Written instruction: Count the lines in the data below that contain the string "white", matching case exactly, and reply with only that number.
━━ Records provided
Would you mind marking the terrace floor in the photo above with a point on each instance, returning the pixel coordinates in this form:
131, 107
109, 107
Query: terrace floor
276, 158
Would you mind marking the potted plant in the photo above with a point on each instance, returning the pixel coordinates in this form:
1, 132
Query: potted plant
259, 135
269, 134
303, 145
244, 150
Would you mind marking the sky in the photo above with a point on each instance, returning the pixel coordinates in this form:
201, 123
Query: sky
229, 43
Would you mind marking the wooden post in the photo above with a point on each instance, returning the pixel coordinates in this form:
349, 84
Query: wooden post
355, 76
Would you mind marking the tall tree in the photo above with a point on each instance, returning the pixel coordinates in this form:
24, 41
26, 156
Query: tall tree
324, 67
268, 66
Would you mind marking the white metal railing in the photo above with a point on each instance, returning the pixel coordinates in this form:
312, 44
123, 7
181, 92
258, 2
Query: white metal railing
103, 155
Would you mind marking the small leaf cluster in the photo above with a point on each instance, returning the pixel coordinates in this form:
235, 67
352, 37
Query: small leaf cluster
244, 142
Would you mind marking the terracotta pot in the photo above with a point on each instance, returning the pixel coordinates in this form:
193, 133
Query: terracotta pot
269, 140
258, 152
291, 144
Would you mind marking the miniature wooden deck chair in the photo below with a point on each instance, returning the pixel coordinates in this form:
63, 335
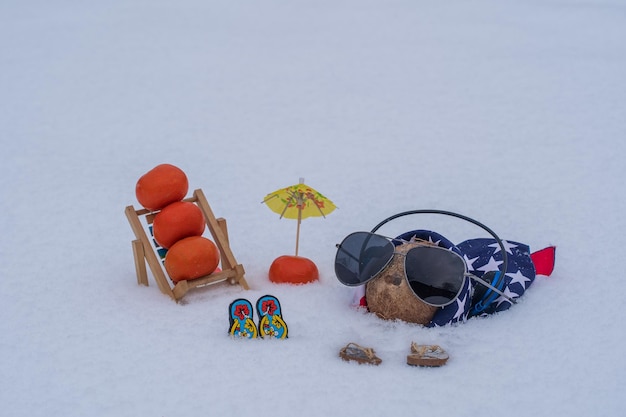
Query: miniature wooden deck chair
145, 251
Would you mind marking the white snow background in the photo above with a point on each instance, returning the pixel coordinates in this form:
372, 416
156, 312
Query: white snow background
511, 112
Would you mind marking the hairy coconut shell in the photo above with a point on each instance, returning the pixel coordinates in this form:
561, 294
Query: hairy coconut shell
390, 297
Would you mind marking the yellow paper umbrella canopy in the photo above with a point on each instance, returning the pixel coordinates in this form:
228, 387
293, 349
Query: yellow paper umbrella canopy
299, 201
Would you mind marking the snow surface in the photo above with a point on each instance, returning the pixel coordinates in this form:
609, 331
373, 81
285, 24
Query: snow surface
511, 112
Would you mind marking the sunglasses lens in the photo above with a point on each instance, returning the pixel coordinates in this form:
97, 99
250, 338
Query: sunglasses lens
435, 274
361, 256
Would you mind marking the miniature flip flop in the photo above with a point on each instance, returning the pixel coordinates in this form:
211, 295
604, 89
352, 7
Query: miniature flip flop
427, 355
241, 323
271, 323
360, 354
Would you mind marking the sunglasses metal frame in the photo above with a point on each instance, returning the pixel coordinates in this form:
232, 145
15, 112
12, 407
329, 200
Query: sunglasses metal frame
466, 273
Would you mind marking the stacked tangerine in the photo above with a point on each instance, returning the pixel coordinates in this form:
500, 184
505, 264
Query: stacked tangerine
178, 226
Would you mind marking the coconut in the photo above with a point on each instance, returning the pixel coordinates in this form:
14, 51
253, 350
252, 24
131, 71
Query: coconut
390, 297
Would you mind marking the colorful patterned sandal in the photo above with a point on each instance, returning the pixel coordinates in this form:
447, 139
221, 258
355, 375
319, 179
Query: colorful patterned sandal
360, 354
241, 323
271, 323
427, 355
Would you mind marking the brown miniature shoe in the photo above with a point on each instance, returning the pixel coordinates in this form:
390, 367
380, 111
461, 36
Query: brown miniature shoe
360, 354
426, 355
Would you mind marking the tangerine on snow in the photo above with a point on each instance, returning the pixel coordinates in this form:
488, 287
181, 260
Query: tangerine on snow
162, 185
293, 270
192, 257
177, 221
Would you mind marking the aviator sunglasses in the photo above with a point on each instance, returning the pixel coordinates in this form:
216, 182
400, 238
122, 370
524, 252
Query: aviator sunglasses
435, 275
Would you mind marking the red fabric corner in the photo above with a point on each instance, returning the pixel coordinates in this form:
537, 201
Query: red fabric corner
544, 260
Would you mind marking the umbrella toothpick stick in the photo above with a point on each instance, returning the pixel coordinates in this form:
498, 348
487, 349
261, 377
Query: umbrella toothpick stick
298, 230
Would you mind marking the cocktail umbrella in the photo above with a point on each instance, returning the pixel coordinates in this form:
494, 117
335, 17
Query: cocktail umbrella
299, 201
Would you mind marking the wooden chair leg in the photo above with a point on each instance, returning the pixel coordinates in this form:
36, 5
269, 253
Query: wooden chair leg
140, 263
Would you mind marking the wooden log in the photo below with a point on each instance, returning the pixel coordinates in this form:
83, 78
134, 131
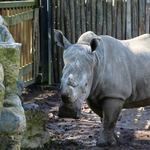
━━━━
Solution to this task: 4